The following data has a line with "One point per instance, each like (354, 152)." and a line with "One point per instance, each like (199, 52).". Write out exactly those lines and all the lines between them.

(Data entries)
----------------------------------------
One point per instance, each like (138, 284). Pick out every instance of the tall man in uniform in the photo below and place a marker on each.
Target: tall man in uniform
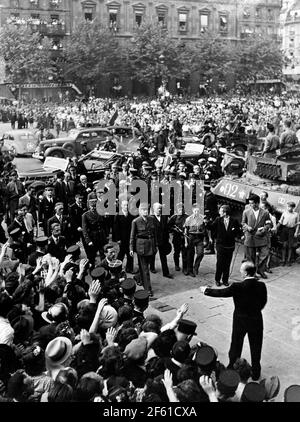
(256, 235)
(250, 297)
(93, 231)
(143, 241)
(162, 234)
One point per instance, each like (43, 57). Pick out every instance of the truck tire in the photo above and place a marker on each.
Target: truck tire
(68, 146)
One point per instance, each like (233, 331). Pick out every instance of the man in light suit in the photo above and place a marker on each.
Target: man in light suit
(225, 229)
(143, 241)
(256, 237)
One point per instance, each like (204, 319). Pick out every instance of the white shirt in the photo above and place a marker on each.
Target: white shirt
(6, 332)
(256, 213)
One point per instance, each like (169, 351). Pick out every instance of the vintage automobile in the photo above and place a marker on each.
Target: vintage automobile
(19, 142)
(94, 163)
(79, 141)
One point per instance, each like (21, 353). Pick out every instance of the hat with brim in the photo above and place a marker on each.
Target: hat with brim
(58, 350)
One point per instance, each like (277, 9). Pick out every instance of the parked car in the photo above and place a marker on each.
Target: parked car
(79, 141)
(20, 142)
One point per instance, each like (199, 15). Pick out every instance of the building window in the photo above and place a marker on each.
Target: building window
(15, 4)
(113, 19)
(270, 15)
(223, 22)
(258, 13)
(88, 13)
(246, 14)
(182, 22)
(138, 19)
(139, 12)
(204, 22)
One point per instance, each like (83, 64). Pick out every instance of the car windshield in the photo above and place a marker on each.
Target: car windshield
(73, 133)
(27, 137)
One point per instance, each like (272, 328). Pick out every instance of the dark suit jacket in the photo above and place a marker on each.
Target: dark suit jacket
(143, 236)
(64, 225)
(255, 238)
(122, 228)
(162, 231)
(225, 237)
(57, 250)
(46, 209)
(249, 296)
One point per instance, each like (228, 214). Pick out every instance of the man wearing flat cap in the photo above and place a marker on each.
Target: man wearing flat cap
(62, 220)
(250, 297)
(143, 241)
(271, 142)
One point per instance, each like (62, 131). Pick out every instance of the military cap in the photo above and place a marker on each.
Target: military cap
(98, 273)
(92, 197)
(292, 394)
(59, 204)
(253, 392)
(128, 286)
(73, 249)
(228, 381)
(15, 232)
(187, 327)
(205, 356)
(41, 241)
(141, 297)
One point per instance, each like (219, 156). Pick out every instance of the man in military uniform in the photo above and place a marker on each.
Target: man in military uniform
(46, 209)
(176, 223)
(143, 241)
(93, 231)
(140, 303)
(76, 212)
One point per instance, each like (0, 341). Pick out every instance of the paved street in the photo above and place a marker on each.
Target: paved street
(281, 352)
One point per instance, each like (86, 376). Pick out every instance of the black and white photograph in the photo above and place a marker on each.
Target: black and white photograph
(149, 203)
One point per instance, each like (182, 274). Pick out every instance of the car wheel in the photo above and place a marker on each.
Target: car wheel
(13, 151)
(69, 147)
(56, 153)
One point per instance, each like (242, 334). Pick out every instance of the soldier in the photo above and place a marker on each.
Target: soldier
(143, 241)
(176, 226)
(93, 231)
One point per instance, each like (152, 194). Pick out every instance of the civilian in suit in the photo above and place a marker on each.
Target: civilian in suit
(29, 200)
(14, 191)
(121, 234)
(93, 230)
(76, 212)
(256, 235)
(143, 241)
(46, 209)
(69, 189)
(61, 219)
(225, 229)
(59, 189)
(250, 297)
(162, 235)
(57, 243)
(83, 188)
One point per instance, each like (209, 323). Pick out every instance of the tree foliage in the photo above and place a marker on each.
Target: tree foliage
(27, 57)
(91, 53)
(258, 58)
(211, 56)
(153, 53)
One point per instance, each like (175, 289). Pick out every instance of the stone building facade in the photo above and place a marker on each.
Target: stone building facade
(233, 20)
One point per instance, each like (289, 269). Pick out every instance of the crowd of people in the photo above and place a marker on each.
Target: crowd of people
(75, 322)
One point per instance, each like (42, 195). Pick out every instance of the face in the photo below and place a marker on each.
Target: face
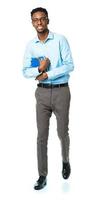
(40, 22)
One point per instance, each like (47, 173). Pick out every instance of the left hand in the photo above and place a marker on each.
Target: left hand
(42, 76)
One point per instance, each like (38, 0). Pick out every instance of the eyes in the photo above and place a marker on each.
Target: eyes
(42, 19)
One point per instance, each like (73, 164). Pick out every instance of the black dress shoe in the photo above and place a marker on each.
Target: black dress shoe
(40, 184)
(66, 170)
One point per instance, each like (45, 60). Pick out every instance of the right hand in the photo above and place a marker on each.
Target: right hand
(44, 64)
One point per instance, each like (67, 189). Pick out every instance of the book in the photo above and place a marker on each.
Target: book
(35, 62)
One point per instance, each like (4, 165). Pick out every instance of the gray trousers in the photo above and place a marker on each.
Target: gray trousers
(56, 100)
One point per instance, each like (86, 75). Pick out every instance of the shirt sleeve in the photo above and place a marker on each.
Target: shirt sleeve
(28, 71)
(67, 62)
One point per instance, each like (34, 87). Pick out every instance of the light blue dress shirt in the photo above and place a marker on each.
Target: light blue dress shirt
(57, 49)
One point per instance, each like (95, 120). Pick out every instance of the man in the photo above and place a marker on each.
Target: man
(52, 93)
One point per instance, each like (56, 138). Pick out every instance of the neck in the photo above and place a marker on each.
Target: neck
(42, 36)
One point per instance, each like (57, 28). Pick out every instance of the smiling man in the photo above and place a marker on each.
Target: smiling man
(52, 92)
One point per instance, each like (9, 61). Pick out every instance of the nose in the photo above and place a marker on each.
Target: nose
(39, 22)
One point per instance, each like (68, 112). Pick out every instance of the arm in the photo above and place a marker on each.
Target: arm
(28, 71)
(67, 62)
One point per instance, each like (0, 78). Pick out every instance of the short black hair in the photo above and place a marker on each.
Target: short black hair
(39, 9)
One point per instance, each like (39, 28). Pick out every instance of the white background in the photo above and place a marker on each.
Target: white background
(18, 163)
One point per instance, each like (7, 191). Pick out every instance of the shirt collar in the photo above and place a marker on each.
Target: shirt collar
(49, 37)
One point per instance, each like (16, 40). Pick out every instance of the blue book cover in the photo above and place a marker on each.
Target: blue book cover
(35, 62)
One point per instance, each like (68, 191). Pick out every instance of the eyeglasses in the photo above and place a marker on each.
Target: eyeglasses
(42, 19)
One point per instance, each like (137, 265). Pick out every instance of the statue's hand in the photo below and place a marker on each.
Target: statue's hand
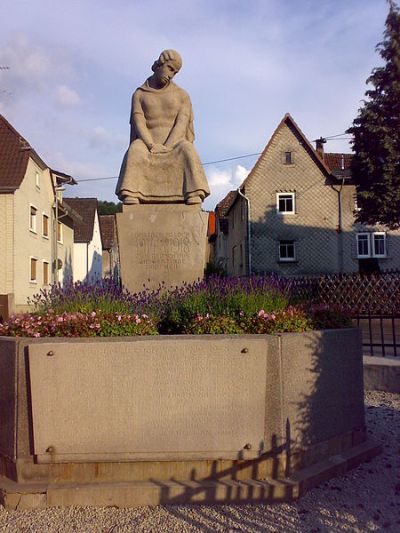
(159, 149)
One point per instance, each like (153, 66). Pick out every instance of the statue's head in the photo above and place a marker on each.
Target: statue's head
(166, 66)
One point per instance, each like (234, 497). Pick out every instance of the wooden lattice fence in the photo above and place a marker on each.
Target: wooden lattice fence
(359, 294)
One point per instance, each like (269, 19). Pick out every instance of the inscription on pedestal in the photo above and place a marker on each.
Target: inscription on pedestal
(161, 244)
(170, 249)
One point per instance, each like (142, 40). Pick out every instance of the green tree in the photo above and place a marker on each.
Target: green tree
(376, 135)
(109, 208)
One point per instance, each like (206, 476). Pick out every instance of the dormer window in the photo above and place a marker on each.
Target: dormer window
(285, 203)
(288, 158)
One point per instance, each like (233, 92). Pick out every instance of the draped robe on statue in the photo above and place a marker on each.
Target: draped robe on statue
(174, 176)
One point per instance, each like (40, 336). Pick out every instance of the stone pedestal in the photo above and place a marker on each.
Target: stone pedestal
(161, 243)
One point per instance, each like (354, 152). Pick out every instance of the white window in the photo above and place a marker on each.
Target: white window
(356, 208)
(59, 232)
(363, 248)
(288, 158)
(287, 251)
(33, 270)
(379, 244)
(371, 244)
(45, 225)
(285, 203)
(45, 273)
(32, 218)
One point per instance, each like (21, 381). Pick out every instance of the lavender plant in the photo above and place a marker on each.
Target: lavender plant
(259, 304)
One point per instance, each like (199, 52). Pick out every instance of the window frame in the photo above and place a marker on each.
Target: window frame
(46, 278)
(368, 241)
(372, 246)
(285, 157)
(33, 219)
(293, 197)
(60, 233)
(287, 242)
(33, 260)
(45, 216)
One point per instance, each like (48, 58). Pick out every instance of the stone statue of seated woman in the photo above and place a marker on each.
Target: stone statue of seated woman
(161, 164)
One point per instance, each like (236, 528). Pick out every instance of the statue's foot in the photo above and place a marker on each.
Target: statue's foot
(193, 200)
(130, 200)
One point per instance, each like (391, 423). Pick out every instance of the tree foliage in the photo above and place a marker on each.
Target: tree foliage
(376, 135)
(109, 208)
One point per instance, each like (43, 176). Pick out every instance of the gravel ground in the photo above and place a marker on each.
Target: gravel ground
(366, 499)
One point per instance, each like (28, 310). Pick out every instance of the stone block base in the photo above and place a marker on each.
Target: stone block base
(161, 244)
(138, 493)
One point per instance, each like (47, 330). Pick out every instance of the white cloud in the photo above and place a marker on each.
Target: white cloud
(99, 137)
(223, 181)
(67, 97)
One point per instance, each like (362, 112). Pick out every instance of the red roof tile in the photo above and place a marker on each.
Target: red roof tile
(14, 155)
(338, 163)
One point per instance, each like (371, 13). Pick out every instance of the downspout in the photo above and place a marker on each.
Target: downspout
(340, 224)
(87, 261)
(248, 230)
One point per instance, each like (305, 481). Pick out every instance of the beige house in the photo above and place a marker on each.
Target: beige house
(36, 233)
(294, 215)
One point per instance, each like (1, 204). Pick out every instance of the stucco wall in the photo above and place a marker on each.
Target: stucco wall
(237, 239)
(95, 252)
(28, 243)
(314, 227)
(6, 243)
(87, 257)
(66, 254)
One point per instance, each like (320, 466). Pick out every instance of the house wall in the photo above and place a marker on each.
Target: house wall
(95, 252)
(80, 265)
(28, 243)
(221, 247)
(321, 246)
(66, 254)
(87, 257)
(237, 239)
(6, 243)
(314, 224)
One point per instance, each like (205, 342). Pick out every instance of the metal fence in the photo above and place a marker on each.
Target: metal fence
(380, 334)
(372, 301)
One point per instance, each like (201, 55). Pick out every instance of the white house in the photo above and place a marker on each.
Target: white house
(87, 257)
(36, 233)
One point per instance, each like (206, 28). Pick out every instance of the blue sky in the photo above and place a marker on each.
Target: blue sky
(75, 63)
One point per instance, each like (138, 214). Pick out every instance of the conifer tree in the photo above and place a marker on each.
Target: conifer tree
(376, 135)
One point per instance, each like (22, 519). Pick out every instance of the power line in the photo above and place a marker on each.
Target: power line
(208, 163)
(332, 137)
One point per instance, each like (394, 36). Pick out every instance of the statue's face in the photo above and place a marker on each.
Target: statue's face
(165, 72)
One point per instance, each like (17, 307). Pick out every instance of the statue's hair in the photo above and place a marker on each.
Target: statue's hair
(167, 55)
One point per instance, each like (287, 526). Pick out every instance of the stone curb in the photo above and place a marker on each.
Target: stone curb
(134, 494)
(382, 373)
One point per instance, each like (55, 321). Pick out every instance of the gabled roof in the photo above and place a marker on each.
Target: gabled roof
(222, 208)
(288, 121)
(14, 156)
(339, 164)
(107, 230)
(86, 208)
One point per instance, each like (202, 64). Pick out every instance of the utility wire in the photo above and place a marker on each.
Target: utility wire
(332, 137)
(208, 163)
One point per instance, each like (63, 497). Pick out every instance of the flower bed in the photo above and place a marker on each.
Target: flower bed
(214, 306)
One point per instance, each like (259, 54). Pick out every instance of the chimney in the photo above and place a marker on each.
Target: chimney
(319, 146)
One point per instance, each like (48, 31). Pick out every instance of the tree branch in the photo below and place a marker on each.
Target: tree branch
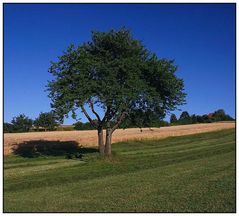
(120, 119)
(88, 117)
(93, 110)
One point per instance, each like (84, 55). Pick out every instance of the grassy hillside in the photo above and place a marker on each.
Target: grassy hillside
(193, 173)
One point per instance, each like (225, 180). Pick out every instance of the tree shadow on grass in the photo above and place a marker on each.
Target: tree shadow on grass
(38, 148)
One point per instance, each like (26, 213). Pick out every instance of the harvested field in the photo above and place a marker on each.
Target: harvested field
(89, 138)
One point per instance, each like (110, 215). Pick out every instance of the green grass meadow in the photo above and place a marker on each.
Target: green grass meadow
(193, 173)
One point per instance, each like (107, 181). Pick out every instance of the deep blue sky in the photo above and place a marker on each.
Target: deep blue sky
(200, 37)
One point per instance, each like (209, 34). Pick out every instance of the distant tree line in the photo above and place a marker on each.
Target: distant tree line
(46, 121)
(185, 118)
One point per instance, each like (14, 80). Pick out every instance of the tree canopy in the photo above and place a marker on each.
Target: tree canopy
(117, 73)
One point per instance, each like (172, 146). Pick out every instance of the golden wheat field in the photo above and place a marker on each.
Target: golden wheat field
(89, 137)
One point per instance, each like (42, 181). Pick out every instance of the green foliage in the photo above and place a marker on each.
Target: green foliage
(173, 118)
(193, 173)
(117, 73)
(218, 115)
(46, 120)
(21, 123)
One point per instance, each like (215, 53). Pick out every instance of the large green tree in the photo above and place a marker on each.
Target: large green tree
(117, 73)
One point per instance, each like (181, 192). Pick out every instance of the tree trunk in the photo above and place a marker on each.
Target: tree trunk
(108, 141)
(101, 141)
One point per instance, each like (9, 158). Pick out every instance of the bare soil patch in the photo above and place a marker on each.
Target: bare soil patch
(89, 137)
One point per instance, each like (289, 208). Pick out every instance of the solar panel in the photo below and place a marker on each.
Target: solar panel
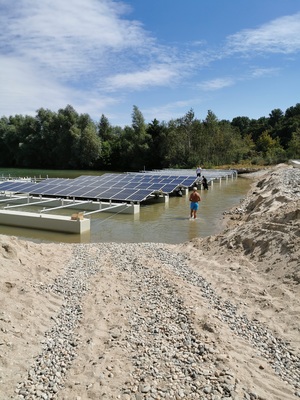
(134, 187)
(139, 195)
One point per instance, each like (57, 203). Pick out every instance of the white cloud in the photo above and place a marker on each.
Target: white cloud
(263, 72)
(159, 75)
(281, 35)
(216, 84)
----------------------------------------
Response box.
One point per instance, each like (354, 152). Pick out every instance of the white window in the photo above and place a marker on each.
Target: white window
(356, 208)
(59, 232)
(363, 248)
(288, 158)
(287, 251)
(33, 270)
(379, 244)
(371, 244)
(45, 225)
(285, 203)
(45, 273)
(32, 218)
One point per instance, each like (21, 381). Pick out every instance of the lavender plant in the photo above and place a marker on each.
Target: lavender plant
(259, 304)
One point per instance, each like (199, 52). Pick out every instance of the window frame in the photo above and place a marker on each.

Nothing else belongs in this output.